By Darryl Fears, Washington Post,
6/29/2016
The two majestic loggerhead sea
turtles were dead, and nothing could change that. Like dozens of their kind,
they’d succumbed in the ocean and washed up on Chesapeake Bay beaches, a major
concern for marine biologists.
But two researchers had a crazy
idea: What if they could bring the giants back to life, so to speak. David
Kaplan, a professor at the College of William & Mary’s Virginia Institute
of Marine Science, and Bianca Santos, a graduate student there, went to work.
They stuffed their body cavities with flotation material, stuck them back in
the water and followed their drift in the hopes of finding where loggerheads
are encountering the numerous things that are killing them.
The scientists didn’t laugh
madly. No electricity flashed between poles in a lab. But make no mistake, some
horror was involved. “It’s gruesome,” said Santos. “It’s not the prettiest of
topics. But overall it’s been positive.”
They call them Frankenturtles
because they look like monsters — zombies with eyes missing and mouths shut
tight. Their bodies at launch were still thawing out from the freezer at the
Virginia Aquarium’s Stranding Response Program, which collected the two
specimens after beachcombers spotted them. Two weeks later, the mission to give
their lives purpose is going “pretty well,” Santos said.
Loggerheads are common in the
Chesapeake Bay, with up to 10,000 appearing in its waters each summer to feed.
But the bay isn’t an easy destination for them. Loggerheads encounter numerous
threats across their range and in the bay itself — accidental capture by
anglers, entrapment in plastic junk, boat propeller strikes and sudden drops in
temperature. Animals also prey greedily on turtle nests and tiny newly hatched
loggerheads that die after going astray on their way to the ocean. Those
threats collectively are why loggerheads are classified as a threatened species.
Between 200 and 400 a year washed
up dead in the Chesapeake Bay region around the turn of the century, Kaplan
said. Modifications to fishing nets have reduced that estimate to between 100
and 300 annually today, though scientists worry that the turtles they find are
only a fraction of the overall shell count. “The actual number could be much
higher,” he said.
Santos recently authored a decay
study showing that turtles remain intact only for up to five days after death —
with birds, crabs, and fish picking at them — and might disintegrate before
drifting to a beach. Of those that get to shore, Kaplan said, “many probably
strand in remote or marshy areas where they are unlikely to be observed and
reported by a beachgoer.”
The pair figured that if they
could pinpoint where some of those threats occur most often, they could create
loggerhead safety zones, at least in the bay. So they asked the response team
at the aquarium for a dead turtle or two.

> Data shown
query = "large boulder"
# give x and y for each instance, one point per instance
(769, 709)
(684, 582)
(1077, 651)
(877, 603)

> Exercise
In the article on the Frankenturtles, how long after death do turtles remain intact according to Santos's decay study?

> Answer to this exercise
Up to five days.